THE PROBLEM -
Reproduce every one of the following entries word for word, with no changes of any kind.

DATA FOR THIS EXERCISE -
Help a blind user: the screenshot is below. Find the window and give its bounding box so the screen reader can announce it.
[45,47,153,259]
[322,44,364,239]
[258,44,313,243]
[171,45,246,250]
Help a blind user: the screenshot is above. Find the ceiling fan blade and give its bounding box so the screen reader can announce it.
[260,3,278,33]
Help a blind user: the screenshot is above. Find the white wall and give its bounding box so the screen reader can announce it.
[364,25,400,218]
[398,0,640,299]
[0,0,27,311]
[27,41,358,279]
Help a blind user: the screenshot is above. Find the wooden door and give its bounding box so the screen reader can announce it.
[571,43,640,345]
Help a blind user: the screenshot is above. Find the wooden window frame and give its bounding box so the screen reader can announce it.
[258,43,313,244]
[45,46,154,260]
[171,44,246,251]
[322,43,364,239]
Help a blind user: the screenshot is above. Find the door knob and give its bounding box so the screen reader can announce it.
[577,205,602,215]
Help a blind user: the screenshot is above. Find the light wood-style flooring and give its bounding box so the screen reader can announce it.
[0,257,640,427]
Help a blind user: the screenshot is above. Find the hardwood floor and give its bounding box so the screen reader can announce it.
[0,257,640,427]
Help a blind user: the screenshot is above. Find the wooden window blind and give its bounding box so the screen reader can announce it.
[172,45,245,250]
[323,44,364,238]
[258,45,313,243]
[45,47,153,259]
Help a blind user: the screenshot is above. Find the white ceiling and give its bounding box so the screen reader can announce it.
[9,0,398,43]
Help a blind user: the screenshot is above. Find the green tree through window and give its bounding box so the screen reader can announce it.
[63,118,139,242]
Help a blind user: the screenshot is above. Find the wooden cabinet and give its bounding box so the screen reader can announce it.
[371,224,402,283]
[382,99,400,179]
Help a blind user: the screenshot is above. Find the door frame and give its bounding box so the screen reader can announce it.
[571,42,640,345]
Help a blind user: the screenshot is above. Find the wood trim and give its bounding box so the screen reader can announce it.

THE OUTPUT -
Help a blind user: the screenshot is below. Find the window and give its bounding box so the screen reader can announce it.
[45,47,153,259]
[322,44,364,239]
[258,44,313,243]
[171,45,246,250]
Help a blind user: the screenshot is above. Find the ceiling fan blade and give its bounding box so the screen reader can announce it.
[260,3,278,33]
Help a blind user: the screenshot is above. Find the white wall and give its bounding box so the screen reader can announce it.
[364,25,400,218]
[398,0,640,299]
[0,0,27,311]
[27,41,358,279]
Help a blind user: the screenshot is above. Find the wooden door and give its bounding box so the screen reader can announce it.
[571,43,640,345]
Help a blind user: the screenshot is above. Find the wooden window frame and give its bounding box so the screen reader can announce it.
[258,43,313,244]
[45,46,154,260]
[171,44,246,251]
[322,43,364,239]
Help a blind user: the screenshot is above. Find the door knob and give its bounding box so the screen reader can announce it.
[577,205,602,215]
Help a blind user: the screenshot is above. Find the light wood-style flooring and give its bounding box so the screen reader can announce it.
[0,257,640,427]
Help a blind user: the screenshot is above. Find the hardwood floor and give its bounding box so the screen reader can announce it.
[0,257,640,427]
Help a blind user: the screenshot is above. Find the wooden window blind and give its bounding box so the screen reader can announce it.
[172,45,245,250]
[323,44,364,238]
[258,45,313,243]
[45,47,153,259]
Help a blind user: the screenshot is above. Find the white ceiling and give its bounding box so the screen reader can announce it.
[9,0,398,43]
Help a blind user: the screenshot is above. Find the green tree through window and give its bounding box so the screen reader can announce it.
[63,118,139,242]
Help a blind user: the screenshot is above. Find the wooden cabinet and give its bounding box so the screen reader can announce it.
[371,224,402,283]
[382,99,400,179]
Help a blind user: the screenshot is above. Find the door frame and give its bounding box so the screen reader can announce it.
[571,42,640,345]
Help a blind user: the screenshot is above. Find the wood trim and give its bounding box so the screen reader can announce it.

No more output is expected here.